Excerpts from point annotation data
====
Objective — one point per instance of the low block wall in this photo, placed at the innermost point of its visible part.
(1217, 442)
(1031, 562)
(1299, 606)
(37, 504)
====
Exercise prompt: Copy every line of the material above, including the requests, and shift each coordinate in the answers by adding 17 to every number.

Written answer:
Objective — one point per instance of the low block wall in this photo, placed at the innermost point of its visible part.
(1234, 459)
(1048, 579)
(1316, 623)
(54, 521)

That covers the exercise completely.